*Passage shown*:
####################

The best nannies earn up to 25-30/hr. for just one child. |
+1 I don't know of any nannies who expect a 9-5 schedule. |
I also agree with this poster. OP, you're not attracting the right people for some reason, partly because of money and probably somewhat because you don't recognize what a tough job this is. I'm a mom of two and the way you describe this job sounds utterly exhausting. Three hours with four different-aged kids at the end of the day alone would exhausting - that's juggling four somewhat cranky kids for several hours that have completely different interests and needs. I can't imagine having a 1yo on my hip, a 3yo running around, a 5yo and 7yo I have to convince to do their homework who are probably over-tired from a long day and want me to play with them. And that after already watching a 1yo and a 3yo all day. I get that the 1yo naps, but I've had two 1yos and it's not like you just put them to nap and they magically wake up 2 hours later after you're completely rested. Plus you're trying to put the 1yo to nap while you have the 3yo and then in the afternoon you're trying to put BOTH to nap. Oh and is she taking the 3yo to school and picking him up too twice a week? AND laundry for four kids? And keeping up with the kid's toys? I'm not saying it's impossible, but this is probably one of the most challenging jobs I've ever seen posted about on DCUM, and I've been around for a long time. I too question how you what "middle of the road" for 4 kids is? I would assume there aren't that many families that have a nanny for 10-hour days with four kids, way too few to form a market-base that you would know about and feel comfortable saying your pay is middle of the road. You need to be paying at least as much more than a typical nanny of 1-2 kids would to make it worth her time. You probably want to look for someone who wants to specialize in many kids so that you're helping her resume too. The pool of nannies who consider a 4-kid job is presumably pretty small, so that means even more competition between those families that need them. And all of that translates to higher rates. Sorry, OP ![]() |
Everyone ignores the 20-30/hr poster. She has fun posting nonsense rates constantly. I suspect she makes $10 an hour.

####################

In the forum posts about nanny pay, how many children does the poster who calls the job "utterly exhausting" say she has?

*Data supplied*:
####################

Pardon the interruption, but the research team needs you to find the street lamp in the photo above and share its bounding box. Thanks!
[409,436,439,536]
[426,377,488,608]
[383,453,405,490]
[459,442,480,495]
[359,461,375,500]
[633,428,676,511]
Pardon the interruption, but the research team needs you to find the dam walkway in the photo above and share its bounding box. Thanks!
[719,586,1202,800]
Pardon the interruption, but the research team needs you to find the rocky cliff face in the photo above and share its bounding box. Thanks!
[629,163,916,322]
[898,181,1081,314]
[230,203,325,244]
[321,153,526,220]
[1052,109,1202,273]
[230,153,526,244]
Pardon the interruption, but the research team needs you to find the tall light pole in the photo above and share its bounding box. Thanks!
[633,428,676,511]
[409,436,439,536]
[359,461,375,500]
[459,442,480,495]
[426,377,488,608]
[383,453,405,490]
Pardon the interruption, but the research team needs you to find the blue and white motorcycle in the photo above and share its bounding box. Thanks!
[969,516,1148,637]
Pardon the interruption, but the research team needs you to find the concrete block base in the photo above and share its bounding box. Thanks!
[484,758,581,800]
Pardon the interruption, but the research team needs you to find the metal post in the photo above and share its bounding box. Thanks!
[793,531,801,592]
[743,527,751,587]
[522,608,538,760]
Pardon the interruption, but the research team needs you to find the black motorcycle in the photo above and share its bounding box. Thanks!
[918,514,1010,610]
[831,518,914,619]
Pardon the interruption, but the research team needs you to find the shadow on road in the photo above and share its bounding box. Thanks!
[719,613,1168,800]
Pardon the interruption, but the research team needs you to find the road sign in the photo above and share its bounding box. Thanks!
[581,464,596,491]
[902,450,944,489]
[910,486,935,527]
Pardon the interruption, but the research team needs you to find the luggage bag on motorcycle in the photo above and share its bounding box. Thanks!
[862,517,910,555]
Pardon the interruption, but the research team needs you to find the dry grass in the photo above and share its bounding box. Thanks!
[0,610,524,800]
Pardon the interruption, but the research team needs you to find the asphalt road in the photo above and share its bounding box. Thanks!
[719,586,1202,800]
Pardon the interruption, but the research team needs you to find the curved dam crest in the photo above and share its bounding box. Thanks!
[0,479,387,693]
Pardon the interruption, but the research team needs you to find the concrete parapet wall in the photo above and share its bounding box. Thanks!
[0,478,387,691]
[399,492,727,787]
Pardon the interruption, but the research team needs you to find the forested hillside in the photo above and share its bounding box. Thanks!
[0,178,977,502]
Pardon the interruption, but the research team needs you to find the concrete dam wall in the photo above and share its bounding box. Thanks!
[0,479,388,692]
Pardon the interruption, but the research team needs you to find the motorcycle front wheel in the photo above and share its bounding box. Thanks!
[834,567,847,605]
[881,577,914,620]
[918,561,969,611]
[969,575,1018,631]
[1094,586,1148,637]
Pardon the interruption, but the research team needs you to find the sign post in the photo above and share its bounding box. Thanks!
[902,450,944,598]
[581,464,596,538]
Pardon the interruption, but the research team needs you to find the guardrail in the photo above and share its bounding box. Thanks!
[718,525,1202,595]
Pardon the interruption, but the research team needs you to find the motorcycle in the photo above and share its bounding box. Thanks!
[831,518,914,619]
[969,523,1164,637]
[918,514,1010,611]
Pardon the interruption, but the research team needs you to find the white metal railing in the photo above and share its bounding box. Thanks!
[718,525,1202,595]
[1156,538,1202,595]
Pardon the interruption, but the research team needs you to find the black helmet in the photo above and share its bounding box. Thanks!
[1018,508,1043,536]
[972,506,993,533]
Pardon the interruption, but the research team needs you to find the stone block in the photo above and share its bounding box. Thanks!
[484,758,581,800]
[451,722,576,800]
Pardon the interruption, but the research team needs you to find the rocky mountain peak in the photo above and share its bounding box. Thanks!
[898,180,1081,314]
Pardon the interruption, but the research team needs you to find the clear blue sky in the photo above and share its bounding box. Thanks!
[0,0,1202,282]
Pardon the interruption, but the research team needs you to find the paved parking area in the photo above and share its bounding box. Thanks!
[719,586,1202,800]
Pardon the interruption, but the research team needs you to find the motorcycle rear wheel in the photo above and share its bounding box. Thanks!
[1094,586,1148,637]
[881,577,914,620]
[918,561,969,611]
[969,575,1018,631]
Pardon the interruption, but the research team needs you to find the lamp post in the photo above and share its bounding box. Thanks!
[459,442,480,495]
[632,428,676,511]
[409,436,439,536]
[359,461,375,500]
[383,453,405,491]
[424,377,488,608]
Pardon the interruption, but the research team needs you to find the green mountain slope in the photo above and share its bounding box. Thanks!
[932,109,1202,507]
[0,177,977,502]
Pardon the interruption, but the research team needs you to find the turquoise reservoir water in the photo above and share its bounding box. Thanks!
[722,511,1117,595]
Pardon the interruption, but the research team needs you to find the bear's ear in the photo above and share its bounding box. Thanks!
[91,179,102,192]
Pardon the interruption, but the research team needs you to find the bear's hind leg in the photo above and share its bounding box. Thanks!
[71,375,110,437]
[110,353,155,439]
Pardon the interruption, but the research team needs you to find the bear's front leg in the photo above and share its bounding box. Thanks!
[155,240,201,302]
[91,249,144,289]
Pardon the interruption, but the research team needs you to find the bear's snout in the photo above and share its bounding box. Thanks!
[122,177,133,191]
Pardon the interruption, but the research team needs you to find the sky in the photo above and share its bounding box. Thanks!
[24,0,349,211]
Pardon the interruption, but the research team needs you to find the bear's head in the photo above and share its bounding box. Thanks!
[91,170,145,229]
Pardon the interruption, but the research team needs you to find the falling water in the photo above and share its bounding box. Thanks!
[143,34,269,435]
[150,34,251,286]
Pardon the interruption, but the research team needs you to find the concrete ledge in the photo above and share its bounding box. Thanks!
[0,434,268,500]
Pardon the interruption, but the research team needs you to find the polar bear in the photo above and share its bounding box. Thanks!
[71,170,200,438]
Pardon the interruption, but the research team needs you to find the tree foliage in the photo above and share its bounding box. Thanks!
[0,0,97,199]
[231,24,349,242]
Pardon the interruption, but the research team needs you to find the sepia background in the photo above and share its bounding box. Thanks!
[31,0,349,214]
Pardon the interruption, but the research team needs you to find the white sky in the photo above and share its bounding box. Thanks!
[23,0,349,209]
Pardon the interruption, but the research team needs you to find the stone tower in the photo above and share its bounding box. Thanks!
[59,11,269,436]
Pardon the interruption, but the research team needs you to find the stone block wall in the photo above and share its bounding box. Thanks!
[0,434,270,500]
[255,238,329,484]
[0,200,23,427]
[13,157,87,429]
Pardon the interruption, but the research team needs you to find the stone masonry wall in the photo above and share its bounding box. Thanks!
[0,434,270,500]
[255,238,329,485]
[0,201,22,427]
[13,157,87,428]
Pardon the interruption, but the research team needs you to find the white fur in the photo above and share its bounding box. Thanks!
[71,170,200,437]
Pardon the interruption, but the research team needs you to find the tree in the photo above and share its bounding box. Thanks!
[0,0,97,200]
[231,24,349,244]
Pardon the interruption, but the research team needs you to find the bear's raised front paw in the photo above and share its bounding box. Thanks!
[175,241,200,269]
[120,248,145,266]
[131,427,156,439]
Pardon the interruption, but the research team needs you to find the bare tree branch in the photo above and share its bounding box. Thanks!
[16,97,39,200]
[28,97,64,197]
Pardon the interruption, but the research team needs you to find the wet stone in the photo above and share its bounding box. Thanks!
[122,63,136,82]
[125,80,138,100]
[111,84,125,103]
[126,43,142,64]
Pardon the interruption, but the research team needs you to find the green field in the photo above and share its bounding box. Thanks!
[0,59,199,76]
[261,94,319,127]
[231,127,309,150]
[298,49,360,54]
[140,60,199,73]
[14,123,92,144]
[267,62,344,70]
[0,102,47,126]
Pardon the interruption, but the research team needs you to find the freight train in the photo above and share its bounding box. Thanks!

####################

*Solution*:
Two.